## Work instruction
Take from the records below each line that holds "purple".

## Data shown
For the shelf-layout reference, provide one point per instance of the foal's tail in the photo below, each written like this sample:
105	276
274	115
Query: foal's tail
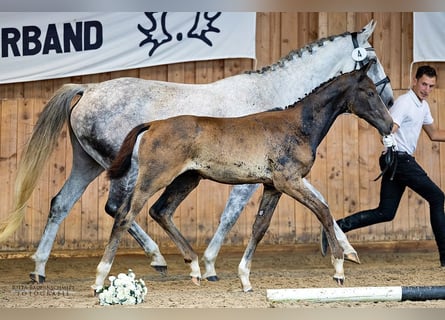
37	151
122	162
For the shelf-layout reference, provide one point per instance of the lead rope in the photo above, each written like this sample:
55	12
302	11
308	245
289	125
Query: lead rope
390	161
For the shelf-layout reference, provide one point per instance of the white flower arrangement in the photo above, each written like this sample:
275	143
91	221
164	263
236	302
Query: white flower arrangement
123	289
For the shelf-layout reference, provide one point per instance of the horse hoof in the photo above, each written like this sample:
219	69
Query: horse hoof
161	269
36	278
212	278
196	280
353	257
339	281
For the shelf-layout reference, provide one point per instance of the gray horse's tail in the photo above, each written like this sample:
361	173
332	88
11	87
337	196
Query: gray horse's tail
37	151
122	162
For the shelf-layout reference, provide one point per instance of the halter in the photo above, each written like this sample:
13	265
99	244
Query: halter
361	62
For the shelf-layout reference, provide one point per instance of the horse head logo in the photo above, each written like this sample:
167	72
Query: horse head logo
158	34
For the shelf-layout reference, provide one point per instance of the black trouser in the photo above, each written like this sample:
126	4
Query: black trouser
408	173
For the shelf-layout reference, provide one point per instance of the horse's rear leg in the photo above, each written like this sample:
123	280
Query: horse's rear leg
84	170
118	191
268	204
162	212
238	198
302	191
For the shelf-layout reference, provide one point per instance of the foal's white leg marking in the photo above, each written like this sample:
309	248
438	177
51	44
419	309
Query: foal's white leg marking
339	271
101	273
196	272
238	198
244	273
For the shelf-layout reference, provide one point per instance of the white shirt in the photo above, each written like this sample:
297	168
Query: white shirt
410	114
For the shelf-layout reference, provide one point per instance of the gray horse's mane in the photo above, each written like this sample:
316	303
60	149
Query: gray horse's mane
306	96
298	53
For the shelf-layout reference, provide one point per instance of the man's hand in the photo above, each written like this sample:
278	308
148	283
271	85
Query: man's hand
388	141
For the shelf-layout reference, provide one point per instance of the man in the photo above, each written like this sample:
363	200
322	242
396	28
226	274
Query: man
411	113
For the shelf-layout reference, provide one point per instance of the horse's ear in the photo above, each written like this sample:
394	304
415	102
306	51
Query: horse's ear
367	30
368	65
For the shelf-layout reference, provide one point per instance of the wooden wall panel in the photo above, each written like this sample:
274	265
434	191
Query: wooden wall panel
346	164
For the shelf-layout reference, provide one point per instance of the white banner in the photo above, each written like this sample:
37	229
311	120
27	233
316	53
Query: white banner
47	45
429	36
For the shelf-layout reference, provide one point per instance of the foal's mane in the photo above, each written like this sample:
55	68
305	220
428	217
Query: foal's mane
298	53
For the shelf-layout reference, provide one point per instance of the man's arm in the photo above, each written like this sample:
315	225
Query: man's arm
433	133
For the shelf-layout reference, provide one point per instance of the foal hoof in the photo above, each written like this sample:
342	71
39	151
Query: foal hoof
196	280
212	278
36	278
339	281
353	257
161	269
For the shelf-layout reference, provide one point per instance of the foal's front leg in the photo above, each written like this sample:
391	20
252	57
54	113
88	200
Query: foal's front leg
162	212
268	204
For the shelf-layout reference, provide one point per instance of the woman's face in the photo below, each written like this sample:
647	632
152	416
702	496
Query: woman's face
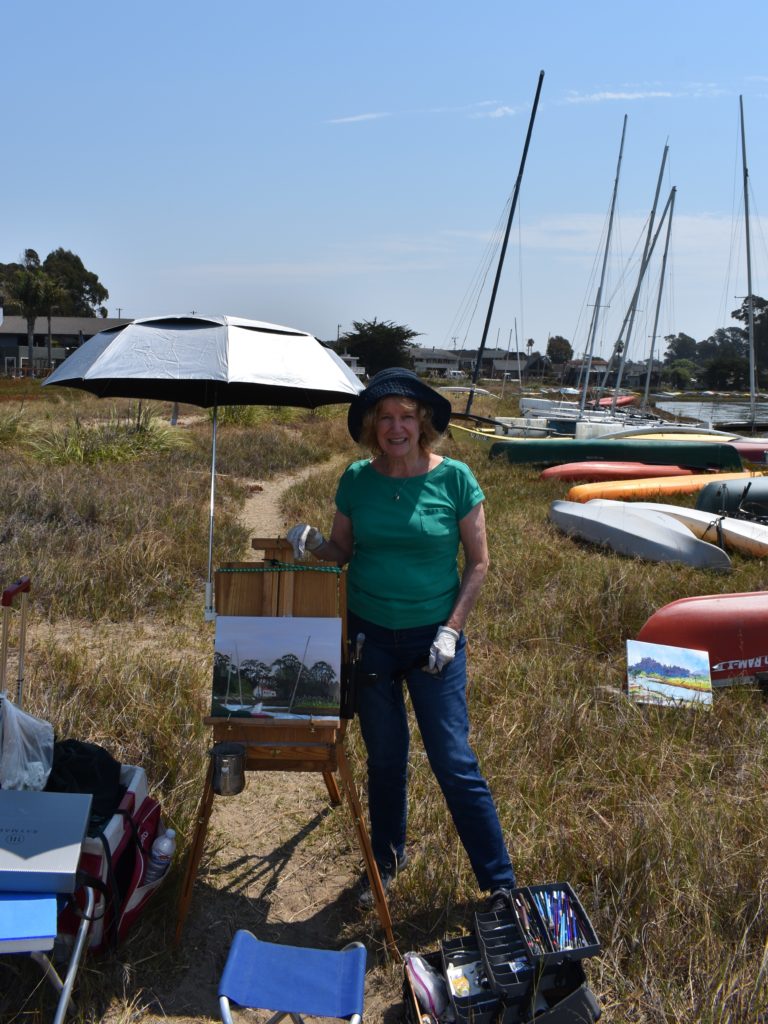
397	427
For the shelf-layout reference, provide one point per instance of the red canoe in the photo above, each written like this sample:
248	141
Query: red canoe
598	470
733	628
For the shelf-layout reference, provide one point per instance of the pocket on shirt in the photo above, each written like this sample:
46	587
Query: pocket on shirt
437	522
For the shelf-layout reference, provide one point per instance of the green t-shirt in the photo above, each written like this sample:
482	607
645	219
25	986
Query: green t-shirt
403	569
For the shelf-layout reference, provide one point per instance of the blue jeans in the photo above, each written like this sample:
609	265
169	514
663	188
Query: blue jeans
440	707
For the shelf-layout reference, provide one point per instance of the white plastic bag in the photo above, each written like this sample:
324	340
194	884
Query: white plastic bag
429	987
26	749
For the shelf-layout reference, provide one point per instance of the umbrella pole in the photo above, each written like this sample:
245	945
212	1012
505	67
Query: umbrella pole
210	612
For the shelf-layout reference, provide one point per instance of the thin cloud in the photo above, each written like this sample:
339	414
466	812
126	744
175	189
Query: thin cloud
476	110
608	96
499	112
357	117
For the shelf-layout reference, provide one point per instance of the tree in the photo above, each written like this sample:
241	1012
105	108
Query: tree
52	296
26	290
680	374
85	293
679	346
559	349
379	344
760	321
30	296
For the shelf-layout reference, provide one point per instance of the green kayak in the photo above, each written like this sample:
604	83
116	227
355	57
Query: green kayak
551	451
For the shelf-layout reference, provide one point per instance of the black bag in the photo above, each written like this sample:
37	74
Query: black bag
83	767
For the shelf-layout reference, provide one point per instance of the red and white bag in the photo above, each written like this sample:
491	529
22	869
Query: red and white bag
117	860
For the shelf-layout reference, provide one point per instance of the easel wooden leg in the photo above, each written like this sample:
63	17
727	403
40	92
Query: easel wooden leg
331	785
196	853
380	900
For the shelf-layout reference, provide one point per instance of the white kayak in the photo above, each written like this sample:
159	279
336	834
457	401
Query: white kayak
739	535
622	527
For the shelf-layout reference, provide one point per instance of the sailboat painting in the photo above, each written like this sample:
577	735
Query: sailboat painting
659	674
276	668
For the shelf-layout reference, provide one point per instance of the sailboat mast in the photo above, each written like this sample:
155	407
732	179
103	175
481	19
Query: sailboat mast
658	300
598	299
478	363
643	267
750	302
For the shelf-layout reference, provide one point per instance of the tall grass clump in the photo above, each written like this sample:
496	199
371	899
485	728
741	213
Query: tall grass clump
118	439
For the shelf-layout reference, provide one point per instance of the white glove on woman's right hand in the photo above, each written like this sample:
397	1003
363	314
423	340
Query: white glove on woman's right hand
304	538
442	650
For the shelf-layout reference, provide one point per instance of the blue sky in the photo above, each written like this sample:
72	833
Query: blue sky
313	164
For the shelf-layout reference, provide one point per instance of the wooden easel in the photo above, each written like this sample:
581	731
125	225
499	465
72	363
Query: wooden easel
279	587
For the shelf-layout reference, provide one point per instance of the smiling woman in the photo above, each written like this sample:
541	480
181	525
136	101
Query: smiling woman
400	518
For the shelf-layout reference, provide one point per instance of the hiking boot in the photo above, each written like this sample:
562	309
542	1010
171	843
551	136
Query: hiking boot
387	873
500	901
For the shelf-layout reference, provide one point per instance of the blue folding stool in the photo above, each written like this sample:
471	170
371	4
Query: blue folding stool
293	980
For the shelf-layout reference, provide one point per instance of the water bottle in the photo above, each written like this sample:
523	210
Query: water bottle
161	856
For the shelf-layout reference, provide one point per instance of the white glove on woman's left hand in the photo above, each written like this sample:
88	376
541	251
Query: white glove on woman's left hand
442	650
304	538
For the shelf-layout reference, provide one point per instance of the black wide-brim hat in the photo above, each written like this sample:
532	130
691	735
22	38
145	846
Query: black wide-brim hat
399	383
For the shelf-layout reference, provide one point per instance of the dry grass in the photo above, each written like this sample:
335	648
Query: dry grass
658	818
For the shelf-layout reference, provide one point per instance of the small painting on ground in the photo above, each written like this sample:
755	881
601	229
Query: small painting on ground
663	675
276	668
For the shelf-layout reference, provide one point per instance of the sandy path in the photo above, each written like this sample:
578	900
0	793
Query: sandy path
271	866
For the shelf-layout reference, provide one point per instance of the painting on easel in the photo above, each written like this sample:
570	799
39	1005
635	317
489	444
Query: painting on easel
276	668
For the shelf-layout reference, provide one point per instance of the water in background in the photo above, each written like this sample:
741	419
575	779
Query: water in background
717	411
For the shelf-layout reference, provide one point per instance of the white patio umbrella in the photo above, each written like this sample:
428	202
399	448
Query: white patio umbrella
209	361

--

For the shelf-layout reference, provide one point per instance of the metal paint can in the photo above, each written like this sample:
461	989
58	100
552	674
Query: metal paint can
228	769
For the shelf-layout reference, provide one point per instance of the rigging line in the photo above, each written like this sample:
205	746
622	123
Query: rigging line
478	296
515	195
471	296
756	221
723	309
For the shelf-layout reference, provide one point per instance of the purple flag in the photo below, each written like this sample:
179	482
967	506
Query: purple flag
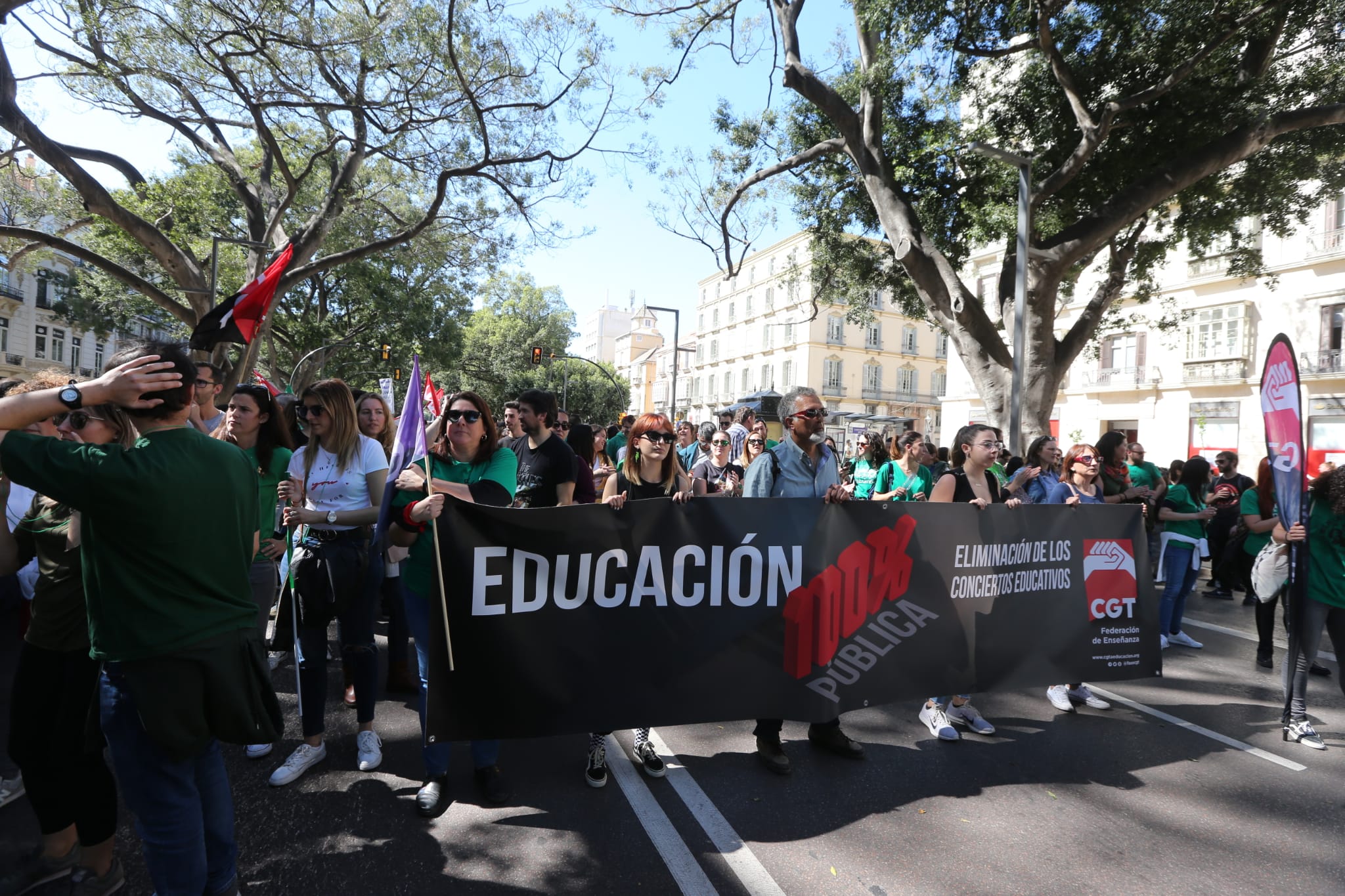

## Solution to this problem
For the shelf-layout reference, provide one point per instance of the purple flag in the photo below, each written like this sample:
Query: purple flag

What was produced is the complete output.